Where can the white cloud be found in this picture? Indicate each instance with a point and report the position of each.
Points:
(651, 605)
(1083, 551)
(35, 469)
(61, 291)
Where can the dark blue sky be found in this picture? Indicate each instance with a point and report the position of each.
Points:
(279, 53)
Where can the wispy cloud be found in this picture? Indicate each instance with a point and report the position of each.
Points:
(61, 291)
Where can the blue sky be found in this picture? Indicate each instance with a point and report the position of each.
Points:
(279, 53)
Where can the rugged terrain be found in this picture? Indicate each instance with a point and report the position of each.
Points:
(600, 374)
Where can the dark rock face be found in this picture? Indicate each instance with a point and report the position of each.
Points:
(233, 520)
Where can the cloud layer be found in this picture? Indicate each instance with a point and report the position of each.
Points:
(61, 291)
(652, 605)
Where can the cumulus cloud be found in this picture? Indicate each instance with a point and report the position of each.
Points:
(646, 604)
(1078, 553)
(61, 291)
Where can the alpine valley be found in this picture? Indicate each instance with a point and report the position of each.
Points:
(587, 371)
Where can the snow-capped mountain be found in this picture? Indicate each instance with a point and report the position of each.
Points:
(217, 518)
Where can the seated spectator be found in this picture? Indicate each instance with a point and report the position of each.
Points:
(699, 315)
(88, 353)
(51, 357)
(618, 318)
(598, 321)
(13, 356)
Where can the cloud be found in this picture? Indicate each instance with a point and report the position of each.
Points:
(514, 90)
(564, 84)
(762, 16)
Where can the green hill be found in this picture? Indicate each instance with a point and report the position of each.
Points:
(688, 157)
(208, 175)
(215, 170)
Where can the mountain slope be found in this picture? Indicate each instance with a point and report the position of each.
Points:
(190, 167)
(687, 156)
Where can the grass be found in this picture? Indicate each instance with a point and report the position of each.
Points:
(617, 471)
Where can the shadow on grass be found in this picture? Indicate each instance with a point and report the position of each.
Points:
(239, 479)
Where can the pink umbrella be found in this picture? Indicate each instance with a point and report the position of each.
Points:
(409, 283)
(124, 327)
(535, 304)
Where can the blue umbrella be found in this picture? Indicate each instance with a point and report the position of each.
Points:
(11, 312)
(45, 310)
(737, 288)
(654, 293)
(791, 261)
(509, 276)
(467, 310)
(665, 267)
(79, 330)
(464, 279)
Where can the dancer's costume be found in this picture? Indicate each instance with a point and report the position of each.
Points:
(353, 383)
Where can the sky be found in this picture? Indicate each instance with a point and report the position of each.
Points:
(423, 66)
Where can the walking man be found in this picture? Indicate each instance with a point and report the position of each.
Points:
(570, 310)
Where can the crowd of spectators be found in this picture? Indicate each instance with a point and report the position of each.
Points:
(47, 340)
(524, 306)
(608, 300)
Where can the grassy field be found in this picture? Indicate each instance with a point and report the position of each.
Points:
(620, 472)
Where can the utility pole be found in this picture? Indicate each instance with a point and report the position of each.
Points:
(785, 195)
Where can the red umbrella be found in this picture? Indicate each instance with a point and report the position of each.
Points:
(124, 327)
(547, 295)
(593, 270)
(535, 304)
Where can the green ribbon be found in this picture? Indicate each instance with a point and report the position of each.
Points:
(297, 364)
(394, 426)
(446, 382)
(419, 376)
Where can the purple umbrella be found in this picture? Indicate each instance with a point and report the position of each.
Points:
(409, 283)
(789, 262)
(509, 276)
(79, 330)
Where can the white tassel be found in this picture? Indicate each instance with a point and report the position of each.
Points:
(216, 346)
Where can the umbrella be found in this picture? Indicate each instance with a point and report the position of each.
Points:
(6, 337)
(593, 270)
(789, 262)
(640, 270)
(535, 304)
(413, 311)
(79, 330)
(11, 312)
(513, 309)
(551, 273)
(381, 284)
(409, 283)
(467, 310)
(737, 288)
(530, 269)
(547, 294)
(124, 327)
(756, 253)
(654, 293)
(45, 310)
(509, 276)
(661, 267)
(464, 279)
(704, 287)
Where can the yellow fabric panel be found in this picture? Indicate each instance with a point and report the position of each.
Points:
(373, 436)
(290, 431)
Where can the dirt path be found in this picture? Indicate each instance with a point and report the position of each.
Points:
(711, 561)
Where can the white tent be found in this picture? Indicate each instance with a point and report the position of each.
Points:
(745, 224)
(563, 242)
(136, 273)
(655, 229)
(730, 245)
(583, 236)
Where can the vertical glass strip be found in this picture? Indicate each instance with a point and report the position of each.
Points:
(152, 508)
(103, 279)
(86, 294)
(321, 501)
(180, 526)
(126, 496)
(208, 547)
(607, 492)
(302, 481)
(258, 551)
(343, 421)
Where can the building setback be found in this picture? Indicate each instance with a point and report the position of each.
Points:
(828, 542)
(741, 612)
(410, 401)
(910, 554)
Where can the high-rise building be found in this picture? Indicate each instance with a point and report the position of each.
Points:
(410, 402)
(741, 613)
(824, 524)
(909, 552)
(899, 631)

☆ ☆ ☆ ☆

Arrange every line of the records above as a Markdown table with two columns, Row and Line. Number the rows in order and leave out any blank lines.

| Row | Line |
|---|---|
| 1 | Where can the white cloud be found in this picture? Indicate each instance with a point and report the position of each. |
| 2 | Points: |
| 3 | (651, 605) |
| 4 | (1083, 551) |
| 5 | (35, 469) |
| 6 | (61, 291) |
| 7 | Where can the dark blue sky be found in this picture? Indicate each instance with a point and report the position of each. |
| 8 | Points: |
| 9 | (279, 53) |
| 10 | Where can the wispy cloud be found in this picture? Indicate each instance with a point and report the position of each. |
| 11 | Points: |
| 12 | (61, 291) |
| 13 | Where can the blue sky be found in this picture? Indicate each instance with a point and report the position of each. |
| 14 | Points: |
| 15 | (279, 53) |
| 16 | Where can the rugged terrain be found in this picture? Indicate each instance with a point and report the position of each. |
| 17 | Points: |
| 18 | (600, 374) |
| 19 | Where can the dark rock face be found in this picture? Indicate each instance with a point and report the position of each. |
| 20 | Points: |
| 21 | (233, 520) |
| 22 | Where can the cloud layer be found in this picture? Indicate each instance with a point and report the position of each. |
| 23 | Points: |
| 24 | (61, 291) |
| 25 | (652, 605) |
| 26 | Where can the cumulus cloud be found in this picture? Indicate each instance with a point and report the position of each. |
| 27 | Points: |
| 28 | (646, 604) |
| 29 | (1078, 553) |
| 30 | (61, 291) |
| 31 | Where can the alpine valley be found in this picture? Indicate each instance with a point and report the position of each. |
| 32 | Points: |
| 33 | (587, 371) |
| 34 | Where can the snow-capped mountain be found in this picture? Indicate each instance with a point and report the position of each. |
| 35 | Points: |
| 36 | (217, 518) |
| 37 | Where can the seated spectator be found in this picture? Indicate each instance with a point and report the position of each. |
| 38 | Points: |
| 39 | (699, 315) |
| 40 | (88, 353) |
| 41 | (51, 357) |
| 42 | (618, 318) |
| 43 | (598, 321) |
| 44 | (13, 356) |
| 45 | Where can the cloud be found in this picture? Indicate each instance with a point and report the position of each. |
| 46 | Points: |
| 47 | (514, 90) |
| 48 | (564, 84) |
| 49 | (762, 16) |
| 50 | Where can the green hill be found in this picture? Indicate each instance with a point and report the position of each. |
| 51 | Points: |
| 52 | (688, 157) |
| 53 | (208, 175) |
| 54 | (215, 170) |
| 55 | Where can the mountain slope be found in this picture? Indicate each instance with a point and report the position of each. |
| 56 | Points: |
| 57 | (190, 167) |
| 58 | (687, 156) |
| 59 | Where can the grass be found in this picture? Indicate each instance with a point and report the position of each. |
| 60 | Points: |
| 61 | (617, 471) |
| 62 | Where can the shadow on grass be found in this picture? Indicate each instance with a point and report the position of each. |
| 63 | Points: |
| 64 | (239, 479) |
| 65 | Where can the pink umbrella be found in this picture? Indicate each instance with a point and report the position of each. |
| 66 | Points: |
| 67 | (409, 283) |
| 68 | (124, 327) |
| 69 | (535, 304) |
| 70 | Where can the blue umbrella be found in this picture? Indicate each instance with a point and report the position of each. |
| 71 | Points: |
| 72 | (11, 312) |
| 73 | (45, 310) |
| 74 | (737, 288) |
| 75 | (654, 293) |
| 76 | (791, 261) |
| 77 | (509, 276) |
| 78 | (467, 310) |
| 79 | (665, 267) |
| 80 | (79, 330) |
| 81 | (464, 279) |
| 82 | Where can the dancer's costume be found in this picture? Indicate each instance with a point and report the position of each. |
| 83 | Points: |
| 84 | (353, 383) |
| 85 | Where can the sky be found in this picture? Indicate each instance with a point and report the position of each. |
| 86 | Points: |
| 87 | (423, 66) |
| 88 | Where can the walking man be found in this picture? Indicate each instance with a point and report the position of each. |
| 89 | Points: |
| 90 | (570, 310) |
| 91 | Where can the crowd of spectators be found in this picture? Indicate each instance with a point and report the position of each. |
| 92 | Points: |
| 93 | (47, 340) |
| 94 | (524, 306) |
| 95 | (608, 300) |
| 96 | Where can the grassy field be found in this picture? Indicate each instance with a point and report the position of each. |
| 97 | Points: |
| 98 | (620, 472) |
| 99 | Where can the utility pole be found in this picture? Indicate each instance with a point and report the position of each. |
| 100 | Points: |
| 101 | (785, 195) |
| 102 | Where can the red umbrella be found in this picture? Indicate each instance with a point and report the position of each. |
| 103 | Points: |
| 104 | (124, 327) |
| 105 | (547, 295) |
| 106 | (593, 270) |
| 107 | (535, 304) |
| 108 | Where can the green ribbon be found in this picture? Indicate each instance with a point and report the position of each. |
| 109 | Points: |
| 110 | (297, 364) |
| 111 | (394, 426) |
| 112 | (446, 382) |
| 113 | (419, 376) |
| 114 | Where can the purple umbrella be found in this picture? Indicate each instance with a point and report the position of each. |
| 115 | Points: |
| 116 | (409, 283) |
| 117 | (789, 262) |
| 118 | (509, 276) |
| 119 | (79, 330) |
| 120 | Where can the white tassel be found in this picture? Indicate each instance with a point and report the position of each. |
| 121 | Points: |
| 122 | (216, 346) |
| 123 | Where can the umbrella be found in this picture? Indicate each instance with a point and report the position of each. |
| 124 | Points: |
| 125 | (6, 337) |
| 126 | (593, 270) |
| 127 | (789, 262) |
| 128 | (640, 270) |
| 129 | (535, 304) |
| 130 | (413, 311) |
| 131 | (79, 330) |
| 132 | (11, 312) |
| 133 | (513, 309) |
| 134 | (551, 273) |
| 135 | (381, 284) |
| 136 | (409, 283) |
| 137 | (467, 310) |
| 138 | (737, 288) |
| 139 | (530, 269) |
| 140 | (547, 294) |
| 141 | (124, 327) |
| 142 | (756, 253) |
| 143 | (654, 293) |
| 144 | (45, 310) |
| 145 | (509, 276) |
| 146 | (661, 267) |
| 147 | (464, 279) |
| 148 | (704, 287) |
| 149 | Where can the yellow fabric panel be found in this picture? Indicate each instance with a point and report the position of each. |
| 150 | Points: |
| 151 | (373, 436) |
| 152 | (290, 431) |
| 153 | Where can the dirt path be found in this picture? Indicate each instance with a point and report the position of each. |
| 154 | Points: |
| 155 | (711, 561) |
| 156 | Where can the white tent be found in this picture? Indicate each instance with a point and report the position of each. |
| 157 | Points: |
| 158 | (745, 224) |
| 159 | (563, 242) |
| 160 | (136, 273) |
| 161 | (655, 229) |
| 162 | (730, 245) |
| 163 | (583, 236) |
| 164 | Where can the vertical glass strip be found in this picture? Indicate each instance with a point and report the position of each. |
| 165 | Points: |
| 166 | (152, 508) |
| 167 | (103, 279) |
| 168 | (86, 294) |
| 169 | (321, 501) |
| 170 | (180, 526) |
| 171 | (126, 496) |
| 172 | (208, 547) |
| 173 | (607, 492) |
| 174 | (302, 481) |
| 175 | (258, 551) |
| 176 | (343, 421) |
| 177 | Where can the building setback be found in this picture? Indicate each instance with a point and report the position of each. |
| 178 | Points: |
| 179 | (828, 542) |
| 180 | (741, 612) |
| 181 | (410, 401) |
| 182 | (910, 554) |
| 183 | Where can the high-rise building be found in this picture? Indicate each instance with a point and report the position of each. |
| 184 | Points: |
| 185 | (410, 402) |
| 186 | (741, 613) |
| 187 | (824, 524) |
| 188 | (909, 552) |
| 189 | (899, 631) |